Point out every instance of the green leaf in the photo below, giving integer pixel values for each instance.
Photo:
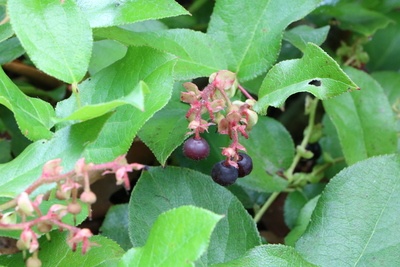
(34, 116)
(10, 49)
(56, 36)
(178, 237)
(115, 225)
(271, 148)
(302, 222)
(323, 78)
(160, 189)
(356, 18)
(68, 144)
(268, 255)
(114, 51)
(116, 81)
(303, 34)
(252, 39)
(109, 13)
(364, 119)
(5, 31)
(197, 53)
(57, 253)
(167, 129)
(357, 229)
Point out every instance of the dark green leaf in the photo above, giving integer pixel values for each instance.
(56, 36)
(303, 34)
(252, 39)
(355, 222)
(111, 13)
(198, 54)
(57, 253)
(364, 119)
(159, 190)
(178, 237)
(115, 225)
(323, 78)
(34, 116)
(268, 255)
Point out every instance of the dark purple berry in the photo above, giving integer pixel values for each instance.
(245, 164)
(196, 149)
(224, 174)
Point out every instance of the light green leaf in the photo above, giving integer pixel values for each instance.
(106, 13)
(323, 78)
(271, 148)
(68, 144)
(252, 39)
(10, 49)
(161, 189)
(355, 222)
(114, 51)
(56, 36)
(197, 53)
(268, 255)
(302, 221)
(57, 253)
(34, 116)
(115, 225)
(178, 237)
(303, 34)
(167, 129)
(364, 119)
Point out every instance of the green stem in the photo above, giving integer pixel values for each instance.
(266, 205)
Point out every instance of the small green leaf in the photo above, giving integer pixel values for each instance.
(323, 78)
(115, 225)
(161, 189)
(56, 36)
(355, 222)
(57, 253)
(302, 222)
(69, 143)
(303, 34)
(10, 49)
(272, 150)
(167, 129)
(109, 13)
(252, 39)
(178, 237)
(364, 119)
(34, 116)
(197, 53)
(268, 255)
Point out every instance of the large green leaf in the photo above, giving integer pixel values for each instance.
(161, 189)
(68, 144)
(269, 255)
(34, 116)
(167, 129)
(198, 54)
(316, 72)
(57, 253)
(355, 222)
(252, 32)
(56, 36)
(116, 81)
(106, 13)
(272, 150)
(364, 119)
(177, 238)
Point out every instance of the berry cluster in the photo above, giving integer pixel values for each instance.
(213, 106)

_What you need to do_:
Render the entire listing above as a numbered list, one line per item, skipping blank lines and leaving out the picture.

_The reply_:
1. Point out every instance of the green leaf in the photo below, giving integer pixel values for each instance.
2. Photo:
3. (34, 116)
4. (10, 49)
5. (56, 36)
6. (178, 237)
7. (115, 225)
8. (271, 148)
9. (302, 222)
10. (323, 78)
11. (160, 189)
12. (356, 18)
13. (68, 144)
14. (268, 255)
15. (114, 51)
16. (116, 81)
17. (303, 34)
18. (252, 39)
19. (109, 13)
20. (364, 119)
21. (5, 31)
22. (197, 53)
23. (57, 253)
24. (167, 129)
25. (357, 229)
26. Point out every instance of the dark green leaf in the photo above, giving integer pixel values for each instance.
27. (56, 36)
28. (303, 34)
29. (252, 39)
30. (355, 222)
31. (111, 13)
32. (198, 54)
33. (57, 253)
34. (364, 119)
35. (159, 190)
36. (178, 237)
37. (115, 225)
38. (323, 78)
39. (34, 116)
40. (268, 255)
41. Point out every instance of the dark purple berry in the photo above, giving integer pixel values for each instance.
42. (245, 164)
43. (196, 149)
44. (224, 174)
45. Point out every instance of the light green leaf in the photo above, giving integer pixel values for each instance.
46. (106, 13)
47. (323, 78)
48. (271, 148)
49. (68, 144)
50. (252, 39)
51. (10, 49)
52. (161, 189)
53. (355, 222)
54. (114, 51)
55. (56, 36)
56. (197, 53)
57. (268, 255)
58. (302, 221)
59. (57, 253)
60. (34, 116)
61. (115, 225)
62. (178, 237)
63. (303, 34)
64. (167, 129)
65. (364, 119)
66. Point out every instance of the green stem in the photo above, giving integer pixel values for each instance.
67. (266, 205)
68. Point out every instance of the small green leaf in the photo above, giving integer pixel values for each instance.
69. (323, 78)
70. (115, 225)
71. (161, 189)
72. (56, 36)
73. (355, 222)
74. (57, 253)
75. (302, 222)
76. (69, 143)
77. (303, 34)
78. (10, 49)
79. (272, 150)
80. (167, 129)
81. (109, 13)
82. (252, 39)
83. (178, 237)
84. (364, 119)
85. (34, 116)
86. (197, 53)
87. (268, 255)
88. Point out every instance of the large green leaf in the photo above, giving integer pixel values for each instance.
89. (161, 189)
90. (68, 144)
91. (269, 255)
92. (34, 116)
93. (167, 129)
94. (198, 54)
95. (316, 72)
96. (57, 253)
97. (355, 222)
98. (252, 32)
99. (56, 36)
100. (116, 81)
101. (106, 13)
102. (272, 150)
103. (364, 119)
104. (177, 238)
105. Point out every instance of the berry cluster in the photo above, giving integer pixel values for each instance.
106. (213, 106)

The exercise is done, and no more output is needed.